-- Begin Data listing --

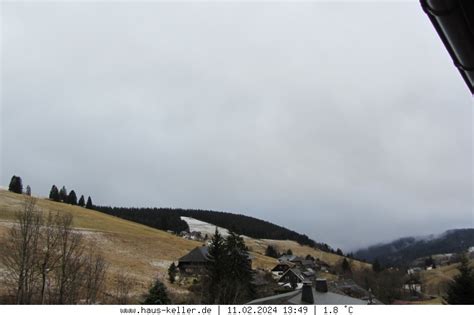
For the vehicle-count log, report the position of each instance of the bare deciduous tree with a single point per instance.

-- End Data listing --
-- Begin Data listing --

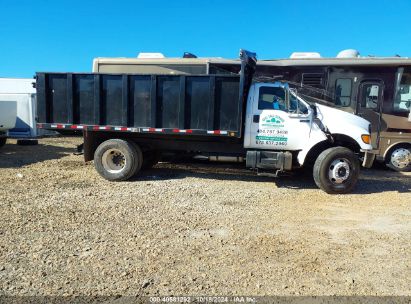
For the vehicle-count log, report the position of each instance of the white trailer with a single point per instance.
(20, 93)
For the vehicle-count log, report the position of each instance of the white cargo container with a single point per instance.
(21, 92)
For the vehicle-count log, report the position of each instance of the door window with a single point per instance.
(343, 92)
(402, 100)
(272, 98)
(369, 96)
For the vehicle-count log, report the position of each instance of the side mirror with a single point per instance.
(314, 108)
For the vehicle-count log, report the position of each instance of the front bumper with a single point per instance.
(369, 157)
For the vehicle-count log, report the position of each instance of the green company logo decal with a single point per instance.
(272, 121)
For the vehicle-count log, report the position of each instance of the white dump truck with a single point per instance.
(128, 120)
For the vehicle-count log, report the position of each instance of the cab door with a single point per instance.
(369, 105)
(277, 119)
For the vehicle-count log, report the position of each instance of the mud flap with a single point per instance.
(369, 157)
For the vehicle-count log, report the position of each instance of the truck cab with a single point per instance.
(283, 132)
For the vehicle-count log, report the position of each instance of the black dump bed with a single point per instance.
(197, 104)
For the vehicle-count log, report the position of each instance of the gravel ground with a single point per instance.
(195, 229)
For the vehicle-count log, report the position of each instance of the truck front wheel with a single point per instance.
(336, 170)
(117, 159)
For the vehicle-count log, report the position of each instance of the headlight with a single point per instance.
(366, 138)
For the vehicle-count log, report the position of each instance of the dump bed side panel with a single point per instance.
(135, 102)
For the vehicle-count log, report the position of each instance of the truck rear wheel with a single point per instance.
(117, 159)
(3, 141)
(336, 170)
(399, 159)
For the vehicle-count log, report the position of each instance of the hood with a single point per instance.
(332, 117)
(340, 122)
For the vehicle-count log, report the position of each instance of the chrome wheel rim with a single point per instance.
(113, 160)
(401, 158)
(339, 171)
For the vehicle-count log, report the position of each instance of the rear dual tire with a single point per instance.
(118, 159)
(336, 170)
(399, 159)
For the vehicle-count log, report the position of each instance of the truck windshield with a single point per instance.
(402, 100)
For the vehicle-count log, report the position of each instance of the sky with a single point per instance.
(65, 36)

-- End Data listing --
-- Begin Data listing --

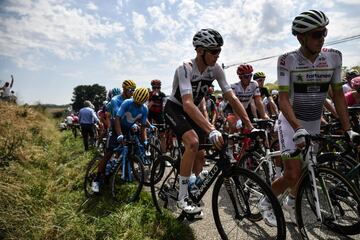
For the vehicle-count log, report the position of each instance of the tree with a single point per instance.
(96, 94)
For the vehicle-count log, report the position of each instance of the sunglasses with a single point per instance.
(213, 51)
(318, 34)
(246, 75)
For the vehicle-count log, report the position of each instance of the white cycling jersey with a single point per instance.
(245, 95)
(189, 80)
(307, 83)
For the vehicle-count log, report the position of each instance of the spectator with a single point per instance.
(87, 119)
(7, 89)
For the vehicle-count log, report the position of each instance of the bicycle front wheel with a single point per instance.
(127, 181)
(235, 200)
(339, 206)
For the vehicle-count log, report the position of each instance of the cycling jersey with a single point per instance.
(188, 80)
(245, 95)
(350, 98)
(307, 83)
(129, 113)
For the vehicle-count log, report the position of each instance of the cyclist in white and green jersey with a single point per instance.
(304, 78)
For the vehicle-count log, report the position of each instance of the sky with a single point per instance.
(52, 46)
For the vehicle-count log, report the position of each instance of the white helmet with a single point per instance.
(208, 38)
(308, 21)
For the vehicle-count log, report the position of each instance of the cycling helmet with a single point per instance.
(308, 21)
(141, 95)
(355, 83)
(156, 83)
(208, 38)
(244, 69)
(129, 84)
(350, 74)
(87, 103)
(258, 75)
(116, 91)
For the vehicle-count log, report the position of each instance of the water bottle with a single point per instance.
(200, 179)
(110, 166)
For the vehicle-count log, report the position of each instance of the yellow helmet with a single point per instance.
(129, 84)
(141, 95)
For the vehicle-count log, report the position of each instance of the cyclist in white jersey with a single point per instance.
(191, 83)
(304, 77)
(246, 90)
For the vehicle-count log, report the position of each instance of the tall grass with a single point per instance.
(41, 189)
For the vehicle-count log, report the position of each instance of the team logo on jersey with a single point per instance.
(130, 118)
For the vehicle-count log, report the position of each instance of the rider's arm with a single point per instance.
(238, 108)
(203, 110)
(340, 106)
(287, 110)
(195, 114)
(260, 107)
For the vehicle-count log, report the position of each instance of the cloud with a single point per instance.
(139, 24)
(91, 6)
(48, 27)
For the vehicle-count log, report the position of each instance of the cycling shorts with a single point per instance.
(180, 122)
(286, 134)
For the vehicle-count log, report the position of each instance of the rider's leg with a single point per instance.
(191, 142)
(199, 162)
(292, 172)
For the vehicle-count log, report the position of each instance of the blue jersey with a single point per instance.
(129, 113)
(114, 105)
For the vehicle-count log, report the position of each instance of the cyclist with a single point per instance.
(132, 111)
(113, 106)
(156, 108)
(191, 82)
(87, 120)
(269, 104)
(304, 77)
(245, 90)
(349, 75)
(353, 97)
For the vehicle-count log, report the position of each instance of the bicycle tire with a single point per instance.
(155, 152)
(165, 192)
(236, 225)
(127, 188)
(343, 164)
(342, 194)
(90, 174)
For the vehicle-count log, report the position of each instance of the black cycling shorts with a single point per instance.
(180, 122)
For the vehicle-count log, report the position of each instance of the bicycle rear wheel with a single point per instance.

-- End Data listing --

## [Work to be completed]
Collect every row above that contains the word "green" and copy each one in full.

## [Solution]
For the vehicle-count log, report the position of each instance of the green company logo decal with a single point per instance.
For the vehicle-count log, report the position of each instance of the cyclist in white and green jersey with a single point per instance.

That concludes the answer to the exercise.